*Tugas Kerja A*. Menurut teks tentang penggunaan dana Covid-19 di Jatim, berapa besar dana refocusing penanganan Covid-19 yang dialokasikan di Jember?
*Tugas Kerja B*. Tuliskan lanjutan teks tentang penggunaan dana Covid-19 di Jatim, dimulai setelah kalimat terakhir yang tercantum.

*Teks yang Disediakan*.

• • •

Penggunaan Dana Covid-19 – Tanpa Perincian hingga Stop Insentif Nakes

844

Pemanfaatan anggaran penanganan pandemi Covid-19 di sejumlah daerah di Jatim tengah jadi sorotan. Pemicunya beragam. Selain laporan penggunaannya belum jelas, sejumlah program yang digulirkan ternyata sebatas “formalitas”.

Misalnya, yang terjadi di Jember. Refocusing anggaran penanganan Covid-19 di kabupaten tersebut masih menjadi misteri. Dana Rp 479,4 miliar yang dialokasikan belum jelas perinciannya untuk apa saja.

Sampai-sampai, Panitia Khusus (Pansus) Covid-19 DPRD Jember meminta pemkab membukanya kepada publik. Ketua Pansus David Handoko Seto mengklaim, banyak realisasi refocusing yang belum disertai surat pertanggungjawaban (SPj). Untuk itu, dewan terus meminta data penanganan korona.

“Selain itu, temuan BPK juga harus ditindaklanjuti. Kalau perincian anggaran penanganan korona tidak ada, pansus akan membawa ke ranah hukum,” ancamnya.

• • •

*Cuplikan Data*.
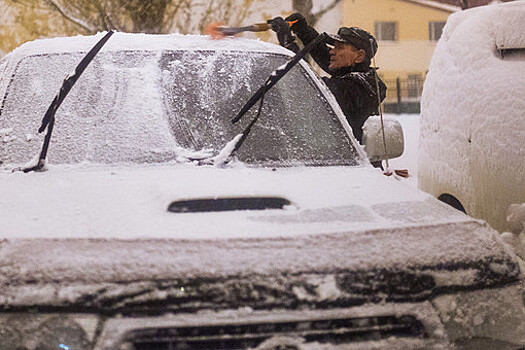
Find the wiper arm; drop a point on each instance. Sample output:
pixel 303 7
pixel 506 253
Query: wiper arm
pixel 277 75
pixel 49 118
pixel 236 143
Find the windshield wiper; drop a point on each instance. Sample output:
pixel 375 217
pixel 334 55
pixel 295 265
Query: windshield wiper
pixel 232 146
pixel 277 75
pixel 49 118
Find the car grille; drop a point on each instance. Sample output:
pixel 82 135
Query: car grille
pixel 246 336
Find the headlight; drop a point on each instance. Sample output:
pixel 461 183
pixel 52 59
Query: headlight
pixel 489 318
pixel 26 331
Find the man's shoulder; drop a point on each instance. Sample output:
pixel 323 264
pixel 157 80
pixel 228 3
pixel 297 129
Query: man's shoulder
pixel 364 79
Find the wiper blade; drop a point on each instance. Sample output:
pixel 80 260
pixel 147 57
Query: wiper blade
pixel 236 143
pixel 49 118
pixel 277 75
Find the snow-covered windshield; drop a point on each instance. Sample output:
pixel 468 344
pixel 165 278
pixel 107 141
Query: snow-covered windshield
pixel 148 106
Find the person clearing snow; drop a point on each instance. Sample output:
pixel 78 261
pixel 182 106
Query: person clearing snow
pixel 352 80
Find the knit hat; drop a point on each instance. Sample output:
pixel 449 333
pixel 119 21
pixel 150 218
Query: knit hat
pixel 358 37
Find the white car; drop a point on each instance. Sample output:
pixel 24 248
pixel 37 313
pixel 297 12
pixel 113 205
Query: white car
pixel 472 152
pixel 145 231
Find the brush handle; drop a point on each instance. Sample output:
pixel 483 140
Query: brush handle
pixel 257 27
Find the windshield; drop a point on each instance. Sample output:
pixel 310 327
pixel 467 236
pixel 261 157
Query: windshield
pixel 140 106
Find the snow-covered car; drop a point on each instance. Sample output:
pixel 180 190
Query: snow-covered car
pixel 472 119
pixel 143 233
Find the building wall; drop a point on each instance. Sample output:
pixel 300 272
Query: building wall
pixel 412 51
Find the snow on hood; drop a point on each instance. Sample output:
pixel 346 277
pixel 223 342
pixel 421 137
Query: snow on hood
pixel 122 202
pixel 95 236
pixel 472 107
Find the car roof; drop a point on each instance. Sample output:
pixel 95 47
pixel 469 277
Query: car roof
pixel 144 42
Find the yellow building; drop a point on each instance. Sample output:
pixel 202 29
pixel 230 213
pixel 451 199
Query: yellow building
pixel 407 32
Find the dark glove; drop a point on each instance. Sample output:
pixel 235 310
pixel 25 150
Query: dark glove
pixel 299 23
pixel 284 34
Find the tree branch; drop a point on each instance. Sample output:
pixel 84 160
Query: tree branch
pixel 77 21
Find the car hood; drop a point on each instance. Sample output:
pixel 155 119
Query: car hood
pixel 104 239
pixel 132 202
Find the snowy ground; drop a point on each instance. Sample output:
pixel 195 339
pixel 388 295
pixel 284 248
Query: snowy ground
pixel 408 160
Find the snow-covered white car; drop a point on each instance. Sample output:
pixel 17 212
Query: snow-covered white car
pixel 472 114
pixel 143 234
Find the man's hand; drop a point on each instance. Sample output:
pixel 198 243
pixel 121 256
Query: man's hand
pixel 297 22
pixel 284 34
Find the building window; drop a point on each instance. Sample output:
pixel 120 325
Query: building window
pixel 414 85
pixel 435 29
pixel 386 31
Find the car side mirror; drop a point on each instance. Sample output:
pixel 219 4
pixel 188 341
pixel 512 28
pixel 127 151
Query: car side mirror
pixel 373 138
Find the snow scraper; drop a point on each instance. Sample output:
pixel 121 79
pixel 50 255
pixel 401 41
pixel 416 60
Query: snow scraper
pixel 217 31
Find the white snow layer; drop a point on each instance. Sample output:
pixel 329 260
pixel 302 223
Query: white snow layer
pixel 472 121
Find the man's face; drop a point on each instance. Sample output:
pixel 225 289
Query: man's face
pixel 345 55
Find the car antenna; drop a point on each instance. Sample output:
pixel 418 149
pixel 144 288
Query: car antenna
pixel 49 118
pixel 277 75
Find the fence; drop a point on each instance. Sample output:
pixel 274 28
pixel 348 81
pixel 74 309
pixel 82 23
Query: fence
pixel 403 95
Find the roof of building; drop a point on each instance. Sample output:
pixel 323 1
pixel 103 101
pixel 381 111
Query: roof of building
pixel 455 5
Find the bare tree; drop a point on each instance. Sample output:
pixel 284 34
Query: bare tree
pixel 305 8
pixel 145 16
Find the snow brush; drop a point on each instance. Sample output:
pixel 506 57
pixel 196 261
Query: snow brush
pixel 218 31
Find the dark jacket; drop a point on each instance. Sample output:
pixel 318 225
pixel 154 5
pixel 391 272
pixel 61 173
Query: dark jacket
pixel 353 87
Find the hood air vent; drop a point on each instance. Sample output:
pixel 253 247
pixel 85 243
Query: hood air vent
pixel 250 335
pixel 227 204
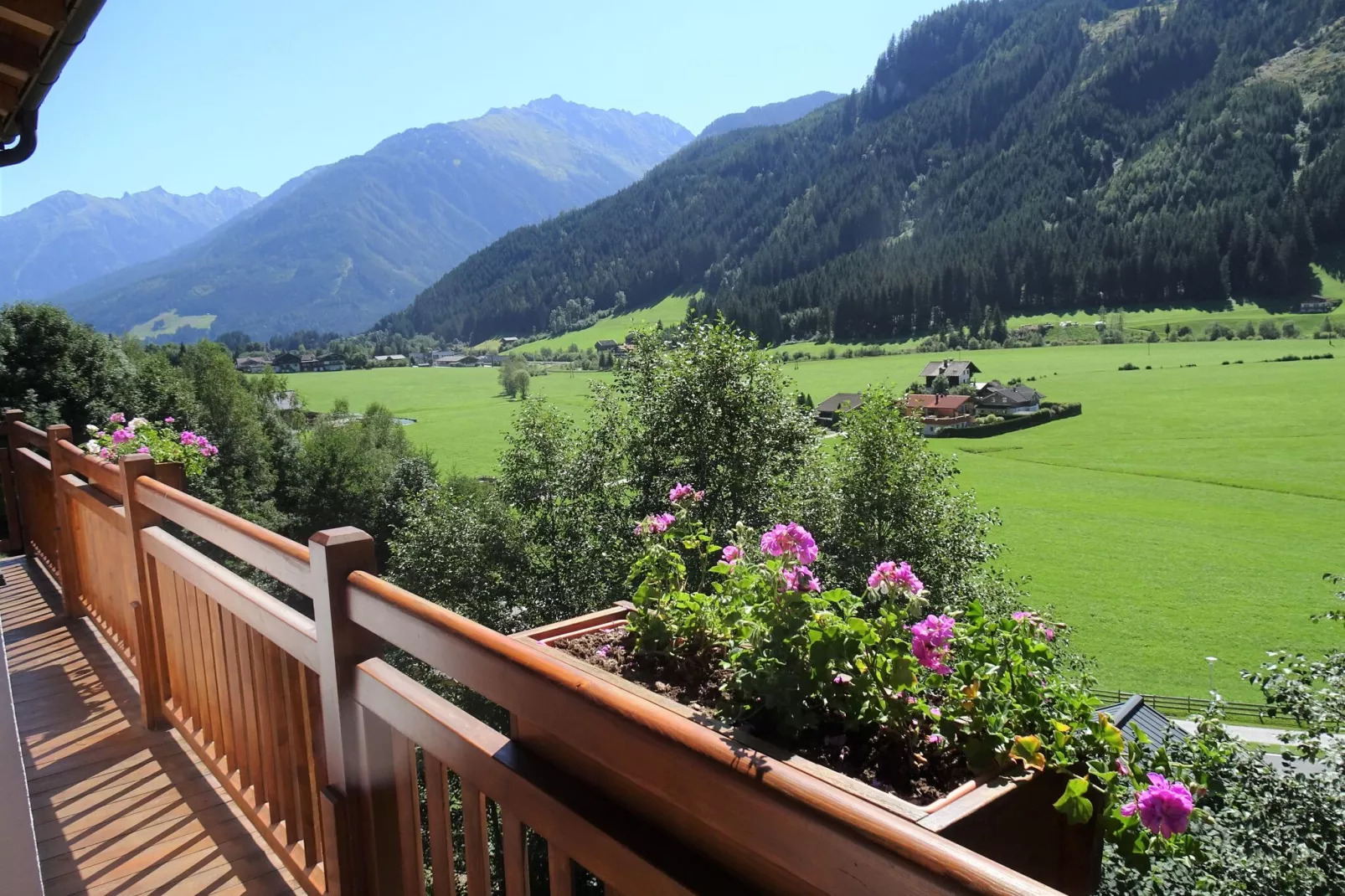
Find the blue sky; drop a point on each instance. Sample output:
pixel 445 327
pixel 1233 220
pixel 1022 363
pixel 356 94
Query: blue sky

• • •

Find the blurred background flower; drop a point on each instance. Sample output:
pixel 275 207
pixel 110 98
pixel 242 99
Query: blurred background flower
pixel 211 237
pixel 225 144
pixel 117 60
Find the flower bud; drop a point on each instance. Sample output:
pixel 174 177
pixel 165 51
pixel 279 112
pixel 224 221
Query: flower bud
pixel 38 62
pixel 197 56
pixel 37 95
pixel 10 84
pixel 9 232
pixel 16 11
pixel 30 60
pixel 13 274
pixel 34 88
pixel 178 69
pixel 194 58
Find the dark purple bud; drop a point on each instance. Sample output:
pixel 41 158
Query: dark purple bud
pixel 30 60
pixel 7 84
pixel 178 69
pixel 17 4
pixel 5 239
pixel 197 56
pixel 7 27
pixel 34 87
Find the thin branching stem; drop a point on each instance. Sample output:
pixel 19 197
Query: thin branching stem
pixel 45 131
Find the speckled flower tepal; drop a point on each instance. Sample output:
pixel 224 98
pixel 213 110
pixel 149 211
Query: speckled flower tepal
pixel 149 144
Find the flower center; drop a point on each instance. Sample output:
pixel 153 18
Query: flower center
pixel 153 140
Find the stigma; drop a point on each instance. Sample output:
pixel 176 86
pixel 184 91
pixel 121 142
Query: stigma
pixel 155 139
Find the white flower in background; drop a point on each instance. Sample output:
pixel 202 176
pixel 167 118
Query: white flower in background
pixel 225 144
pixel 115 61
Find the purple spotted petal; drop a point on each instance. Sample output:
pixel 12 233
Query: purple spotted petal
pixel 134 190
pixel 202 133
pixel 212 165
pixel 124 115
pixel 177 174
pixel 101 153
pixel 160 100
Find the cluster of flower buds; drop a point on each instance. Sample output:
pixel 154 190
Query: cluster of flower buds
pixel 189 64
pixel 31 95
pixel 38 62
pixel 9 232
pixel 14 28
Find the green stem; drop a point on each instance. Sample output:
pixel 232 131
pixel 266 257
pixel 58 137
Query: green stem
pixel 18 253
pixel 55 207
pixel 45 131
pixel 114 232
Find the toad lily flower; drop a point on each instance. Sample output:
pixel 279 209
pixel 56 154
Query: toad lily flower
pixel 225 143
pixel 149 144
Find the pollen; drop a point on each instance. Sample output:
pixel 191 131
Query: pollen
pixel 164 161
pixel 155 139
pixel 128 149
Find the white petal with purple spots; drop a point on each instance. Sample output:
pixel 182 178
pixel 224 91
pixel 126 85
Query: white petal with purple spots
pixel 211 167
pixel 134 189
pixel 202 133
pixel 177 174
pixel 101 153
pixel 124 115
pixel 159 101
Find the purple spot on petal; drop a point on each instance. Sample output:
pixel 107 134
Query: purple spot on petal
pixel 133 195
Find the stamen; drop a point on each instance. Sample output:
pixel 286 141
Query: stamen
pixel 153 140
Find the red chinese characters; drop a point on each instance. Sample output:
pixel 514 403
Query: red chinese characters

• • •

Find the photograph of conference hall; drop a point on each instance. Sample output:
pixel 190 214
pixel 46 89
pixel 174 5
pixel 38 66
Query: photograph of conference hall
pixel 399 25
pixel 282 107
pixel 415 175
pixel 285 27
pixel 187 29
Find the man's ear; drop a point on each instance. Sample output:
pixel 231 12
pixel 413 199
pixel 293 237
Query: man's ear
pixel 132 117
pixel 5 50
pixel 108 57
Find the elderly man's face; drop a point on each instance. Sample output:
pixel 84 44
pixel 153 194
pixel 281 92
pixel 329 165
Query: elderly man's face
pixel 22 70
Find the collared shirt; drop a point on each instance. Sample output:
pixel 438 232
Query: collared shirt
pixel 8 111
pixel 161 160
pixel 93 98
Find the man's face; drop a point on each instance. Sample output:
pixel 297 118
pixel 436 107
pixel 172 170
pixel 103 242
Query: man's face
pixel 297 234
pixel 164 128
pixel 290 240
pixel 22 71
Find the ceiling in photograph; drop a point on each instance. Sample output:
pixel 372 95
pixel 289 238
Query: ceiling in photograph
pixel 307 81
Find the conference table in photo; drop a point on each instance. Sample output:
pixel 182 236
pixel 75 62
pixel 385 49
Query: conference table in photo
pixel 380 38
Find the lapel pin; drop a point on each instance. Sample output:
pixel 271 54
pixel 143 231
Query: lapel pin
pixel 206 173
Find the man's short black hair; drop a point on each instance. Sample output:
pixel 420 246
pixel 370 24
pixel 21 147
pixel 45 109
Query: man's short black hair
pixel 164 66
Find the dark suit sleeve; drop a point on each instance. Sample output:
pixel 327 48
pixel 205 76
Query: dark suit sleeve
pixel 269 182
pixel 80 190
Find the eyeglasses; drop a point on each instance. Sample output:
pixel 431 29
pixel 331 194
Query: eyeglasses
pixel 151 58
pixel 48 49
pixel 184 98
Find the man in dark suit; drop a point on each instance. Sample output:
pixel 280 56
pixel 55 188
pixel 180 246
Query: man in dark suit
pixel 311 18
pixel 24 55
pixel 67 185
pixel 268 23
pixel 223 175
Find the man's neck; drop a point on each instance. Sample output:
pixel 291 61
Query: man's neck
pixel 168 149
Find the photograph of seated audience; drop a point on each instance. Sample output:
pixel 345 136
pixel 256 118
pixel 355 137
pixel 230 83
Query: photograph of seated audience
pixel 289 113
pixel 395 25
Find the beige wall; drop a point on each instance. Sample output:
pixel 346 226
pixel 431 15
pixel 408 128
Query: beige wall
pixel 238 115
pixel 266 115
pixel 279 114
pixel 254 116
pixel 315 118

• • •

*Keluaran yang Diharapkan A*. Rp 479,4 miliar.

*Keluaran yang Diharapkan B*.
Dalam rapat pansus DPRD pekan lalu, Humas Pemkab Gatot Triyono menyampaikan perincian kasar penggunaan dana tersebut. Realisasinya mencapai 46 persen. “Dananya digunakan untuk penanganan kesehatan, jaring pengaman sosial, serta yang lain,” jelasnya.

Pelaksanaan program penanganan-pencegahan Covid-19 di Jember memang sedang disorot. Salah satu penyebabnya, programnya tak jalan. Contohnya, pemasangan wastafel di ruang-ruang publik. Fasilitas tersebut ternyata tak bisa dimanfaatkan. Banyak bak cuci tangan yang rusak, kurang perawatan, sampai mangkrak. Bahkan sejak kali pertama dipasang wastafel itu dipasang.

Sementara itu, di Situbondo, pimpinan DPRD mendapat laporan bahwa petugas pemulasaran jenazah yang terpapar Covid-19 dikabarkan sudah tidak menerima hak-hak keuangannya. Padahal, insentif itu seharusnya mereka terima setiap kali melaksanakan tugasnya.

Wakil Ketua DPRD Situbondo Jainur Ridho mengaku menerima laporan dari salah seorang petugas. Mereka tidak lagi menerima insentif setelah 30 kali memakamkan pasien Covid-19 yang meninggal.